Directions -
Find the line containing "Identify every instance of the shadow" in the entries below. Reproduce that line and each one after it to the end, exactly, with no other lines.

Input -
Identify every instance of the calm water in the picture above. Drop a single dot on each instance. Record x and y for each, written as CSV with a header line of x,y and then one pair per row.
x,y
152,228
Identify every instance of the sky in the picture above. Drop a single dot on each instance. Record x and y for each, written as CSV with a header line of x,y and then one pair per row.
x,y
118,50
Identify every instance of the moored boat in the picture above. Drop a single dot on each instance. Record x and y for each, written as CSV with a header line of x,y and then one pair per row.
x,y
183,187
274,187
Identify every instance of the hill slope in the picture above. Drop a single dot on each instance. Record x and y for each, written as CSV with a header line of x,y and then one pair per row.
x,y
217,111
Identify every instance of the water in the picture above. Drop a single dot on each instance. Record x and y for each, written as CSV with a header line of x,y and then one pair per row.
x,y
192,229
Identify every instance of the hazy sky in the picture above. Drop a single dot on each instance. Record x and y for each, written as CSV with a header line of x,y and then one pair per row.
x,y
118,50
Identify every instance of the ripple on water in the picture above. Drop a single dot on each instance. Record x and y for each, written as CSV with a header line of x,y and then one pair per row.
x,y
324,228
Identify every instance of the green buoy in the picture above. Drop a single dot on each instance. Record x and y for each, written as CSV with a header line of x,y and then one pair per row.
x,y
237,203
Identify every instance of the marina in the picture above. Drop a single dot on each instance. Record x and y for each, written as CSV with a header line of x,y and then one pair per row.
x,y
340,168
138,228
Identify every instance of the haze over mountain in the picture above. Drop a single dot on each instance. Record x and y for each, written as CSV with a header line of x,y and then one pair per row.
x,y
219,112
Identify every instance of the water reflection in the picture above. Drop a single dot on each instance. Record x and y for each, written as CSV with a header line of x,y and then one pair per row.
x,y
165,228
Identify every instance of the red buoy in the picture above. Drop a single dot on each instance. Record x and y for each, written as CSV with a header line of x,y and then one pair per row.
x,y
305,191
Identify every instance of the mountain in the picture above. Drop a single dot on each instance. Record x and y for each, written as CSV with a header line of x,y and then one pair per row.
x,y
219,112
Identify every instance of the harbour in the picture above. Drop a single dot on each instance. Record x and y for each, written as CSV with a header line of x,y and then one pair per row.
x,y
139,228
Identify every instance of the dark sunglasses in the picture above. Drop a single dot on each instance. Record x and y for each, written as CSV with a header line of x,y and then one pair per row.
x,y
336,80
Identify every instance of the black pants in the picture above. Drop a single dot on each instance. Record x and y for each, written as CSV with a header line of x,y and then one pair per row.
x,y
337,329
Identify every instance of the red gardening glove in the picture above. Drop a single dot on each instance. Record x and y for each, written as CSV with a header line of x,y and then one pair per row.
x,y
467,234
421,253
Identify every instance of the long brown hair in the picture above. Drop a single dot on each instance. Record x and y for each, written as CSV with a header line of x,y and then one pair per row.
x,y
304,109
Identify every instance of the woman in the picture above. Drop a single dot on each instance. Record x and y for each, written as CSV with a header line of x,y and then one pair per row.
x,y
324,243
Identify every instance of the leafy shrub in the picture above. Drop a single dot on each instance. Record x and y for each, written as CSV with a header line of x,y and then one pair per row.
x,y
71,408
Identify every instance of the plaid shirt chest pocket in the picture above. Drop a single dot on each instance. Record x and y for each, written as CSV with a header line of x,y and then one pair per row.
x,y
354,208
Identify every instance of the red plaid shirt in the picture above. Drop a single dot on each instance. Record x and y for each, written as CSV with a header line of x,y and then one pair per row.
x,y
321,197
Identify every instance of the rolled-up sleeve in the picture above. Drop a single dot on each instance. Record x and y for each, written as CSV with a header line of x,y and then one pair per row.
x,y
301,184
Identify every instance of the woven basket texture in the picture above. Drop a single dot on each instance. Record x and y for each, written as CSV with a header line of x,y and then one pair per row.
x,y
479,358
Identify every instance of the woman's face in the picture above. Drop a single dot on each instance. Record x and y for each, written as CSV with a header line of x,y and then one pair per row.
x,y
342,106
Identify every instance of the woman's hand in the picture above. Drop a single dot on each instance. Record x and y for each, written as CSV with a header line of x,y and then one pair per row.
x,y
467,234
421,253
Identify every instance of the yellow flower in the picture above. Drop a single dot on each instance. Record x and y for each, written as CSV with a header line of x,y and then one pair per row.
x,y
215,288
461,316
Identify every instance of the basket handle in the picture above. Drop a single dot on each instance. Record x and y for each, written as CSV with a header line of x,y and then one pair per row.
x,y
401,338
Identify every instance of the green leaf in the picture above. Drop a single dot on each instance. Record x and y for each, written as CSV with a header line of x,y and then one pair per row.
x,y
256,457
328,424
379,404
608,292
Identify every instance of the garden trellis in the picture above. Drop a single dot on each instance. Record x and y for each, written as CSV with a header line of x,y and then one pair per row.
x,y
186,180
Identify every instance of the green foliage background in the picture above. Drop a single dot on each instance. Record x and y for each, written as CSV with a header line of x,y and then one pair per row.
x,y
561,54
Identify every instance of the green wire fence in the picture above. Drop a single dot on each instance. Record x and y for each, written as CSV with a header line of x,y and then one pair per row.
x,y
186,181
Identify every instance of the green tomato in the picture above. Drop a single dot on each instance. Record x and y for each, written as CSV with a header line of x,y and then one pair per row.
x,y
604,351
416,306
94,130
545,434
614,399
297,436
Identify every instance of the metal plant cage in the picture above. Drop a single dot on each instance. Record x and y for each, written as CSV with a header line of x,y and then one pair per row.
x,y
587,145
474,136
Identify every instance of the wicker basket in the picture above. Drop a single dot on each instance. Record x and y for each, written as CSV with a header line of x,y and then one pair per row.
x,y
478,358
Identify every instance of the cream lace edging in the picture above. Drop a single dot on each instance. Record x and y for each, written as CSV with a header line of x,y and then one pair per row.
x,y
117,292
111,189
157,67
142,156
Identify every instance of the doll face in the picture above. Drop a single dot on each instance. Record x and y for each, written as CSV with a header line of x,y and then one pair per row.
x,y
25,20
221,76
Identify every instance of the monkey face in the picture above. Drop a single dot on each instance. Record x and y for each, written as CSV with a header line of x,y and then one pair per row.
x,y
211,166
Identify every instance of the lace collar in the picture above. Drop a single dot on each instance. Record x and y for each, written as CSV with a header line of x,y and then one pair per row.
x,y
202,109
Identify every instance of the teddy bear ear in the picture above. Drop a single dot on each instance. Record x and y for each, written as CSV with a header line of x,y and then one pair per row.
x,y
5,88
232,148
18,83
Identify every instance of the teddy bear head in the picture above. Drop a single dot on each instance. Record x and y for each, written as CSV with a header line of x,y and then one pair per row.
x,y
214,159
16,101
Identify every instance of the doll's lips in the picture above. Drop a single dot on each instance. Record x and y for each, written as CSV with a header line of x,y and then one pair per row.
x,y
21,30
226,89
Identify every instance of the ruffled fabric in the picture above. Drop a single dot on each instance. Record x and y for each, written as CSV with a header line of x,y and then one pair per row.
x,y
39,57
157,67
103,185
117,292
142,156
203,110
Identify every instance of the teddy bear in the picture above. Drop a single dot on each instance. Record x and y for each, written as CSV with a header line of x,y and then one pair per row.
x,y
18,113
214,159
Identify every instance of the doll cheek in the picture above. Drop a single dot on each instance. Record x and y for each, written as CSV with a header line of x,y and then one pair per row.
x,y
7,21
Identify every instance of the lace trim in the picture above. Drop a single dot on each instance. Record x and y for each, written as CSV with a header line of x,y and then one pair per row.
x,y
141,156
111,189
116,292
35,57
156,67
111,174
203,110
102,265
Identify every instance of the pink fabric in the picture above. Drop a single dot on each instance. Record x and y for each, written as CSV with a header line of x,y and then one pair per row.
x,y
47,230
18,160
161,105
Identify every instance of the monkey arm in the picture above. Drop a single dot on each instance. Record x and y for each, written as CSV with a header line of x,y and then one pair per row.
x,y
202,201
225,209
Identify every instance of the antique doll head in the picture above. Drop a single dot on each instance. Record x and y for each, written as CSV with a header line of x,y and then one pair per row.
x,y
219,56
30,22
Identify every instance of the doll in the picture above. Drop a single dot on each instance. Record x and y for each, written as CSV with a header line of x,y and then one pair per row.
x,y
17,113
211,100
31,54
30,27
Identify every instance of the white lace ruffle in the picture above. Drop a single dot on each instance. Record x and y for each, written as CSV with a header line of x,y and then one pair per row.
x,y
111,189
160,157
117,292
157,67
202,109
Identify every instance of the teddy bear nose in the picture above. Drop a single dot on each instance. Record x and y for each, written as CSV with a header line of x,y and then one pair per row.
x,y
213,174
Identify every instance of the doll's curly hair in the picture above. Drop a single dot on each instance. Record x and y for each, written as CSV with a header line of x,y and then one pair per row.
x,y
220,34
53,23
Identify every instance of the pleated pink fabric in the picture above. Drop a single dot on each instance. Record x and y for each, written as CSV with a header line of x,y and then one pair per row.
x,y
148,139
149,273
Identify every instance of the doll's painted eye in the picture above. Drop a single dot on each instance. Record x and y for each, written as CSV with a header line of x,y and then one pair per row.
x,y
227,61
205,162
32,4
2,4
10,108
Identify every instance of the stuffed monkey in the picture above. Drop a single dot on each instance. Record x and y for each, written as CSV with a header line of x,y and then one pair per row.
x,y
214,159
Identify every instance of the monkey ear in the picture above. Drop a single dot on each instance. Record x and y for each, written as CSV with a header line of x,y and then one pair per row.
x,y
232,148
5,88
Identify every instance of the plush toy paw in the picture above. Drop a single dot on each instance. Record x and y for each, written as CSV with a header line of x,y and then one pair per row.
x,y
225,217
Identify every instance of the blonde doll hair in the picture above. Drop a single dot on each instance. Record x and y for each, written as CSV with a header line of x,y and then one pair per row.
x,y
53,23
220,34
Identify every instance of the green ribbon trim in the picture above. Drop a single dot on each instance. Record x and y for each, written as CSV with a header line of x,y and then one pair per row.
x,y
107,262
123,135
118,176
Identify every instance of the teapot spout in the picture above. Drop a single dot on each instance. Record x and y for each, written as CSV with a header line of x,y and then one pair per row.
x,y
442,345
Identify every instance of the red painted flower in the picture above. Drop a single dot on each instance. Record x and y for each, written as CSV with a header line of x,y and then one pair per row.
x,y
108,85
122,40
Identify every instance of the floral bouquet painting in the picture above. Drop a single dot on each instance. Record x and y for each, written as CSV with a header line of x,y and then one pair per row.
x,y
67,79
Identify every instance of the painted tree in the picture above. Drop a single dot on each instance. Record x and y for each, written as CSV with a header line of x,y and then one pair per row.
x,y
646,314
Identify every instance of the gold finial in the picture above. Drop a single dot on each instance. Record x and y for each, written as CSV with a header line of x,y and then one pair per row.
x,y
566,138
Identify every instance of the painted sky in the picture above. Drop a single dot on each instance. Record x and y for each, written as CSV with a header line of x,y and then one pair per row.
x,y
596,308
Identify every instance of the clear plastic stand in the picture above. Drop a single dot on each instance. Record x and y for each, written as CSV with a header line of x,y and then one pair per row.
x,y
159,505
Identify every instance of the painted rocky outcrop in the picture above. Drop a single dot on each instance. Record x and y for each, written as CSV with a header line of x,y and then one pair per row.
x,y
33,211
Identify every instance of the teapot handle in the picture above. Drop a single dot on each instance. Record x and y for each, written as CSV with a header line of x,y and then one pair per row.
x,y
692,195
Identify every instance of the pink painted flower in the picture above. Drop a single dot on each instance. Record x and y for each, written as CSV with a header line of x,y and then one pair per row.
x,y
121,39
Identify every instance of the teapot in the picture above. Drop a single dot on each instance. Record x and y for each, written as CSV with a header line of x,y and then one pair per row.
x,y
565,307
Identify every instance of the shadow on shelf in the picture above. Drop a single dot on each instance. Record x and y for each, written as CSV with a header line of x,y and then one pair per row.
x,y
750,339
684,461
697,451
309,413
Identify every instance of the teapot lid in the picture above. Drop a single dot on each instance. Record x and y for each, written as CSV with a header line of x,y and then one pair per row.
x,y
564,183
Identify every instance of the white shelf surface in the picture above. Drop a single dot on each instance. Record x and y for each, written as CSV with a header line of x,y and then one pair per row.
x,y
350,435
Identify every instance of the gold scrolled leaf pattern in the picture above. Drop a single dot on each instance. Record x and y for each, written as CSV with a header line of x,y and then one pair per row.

Written solution -
Identify every instance of the shadow on shelf in the picture above. Drop a single dot on each instance. Record x and y for each, written as CSV with a header line of x,y and then one pair per row.
x,y
750,339
684,461
697,451
309,413
Identify every instance of the teapot lid in the picture above. Drop a single dot on each instance. Record x and y for each, written as CSV with a header line of x,y and then one pair per row.
x,y
564,183
Identify every instance of the white shelf surface in the picture above. Drop a single dot on each instance. Record x and y for each, written as CSV with a header line of x,y and then one pair per row.
x,y
350,435
Identify every instance of the gold scrolled leaf pattern in the picture above. Drop a single dot on each instance. Record x and y for each, written as CSV with a header line of x,y and then one pair per row.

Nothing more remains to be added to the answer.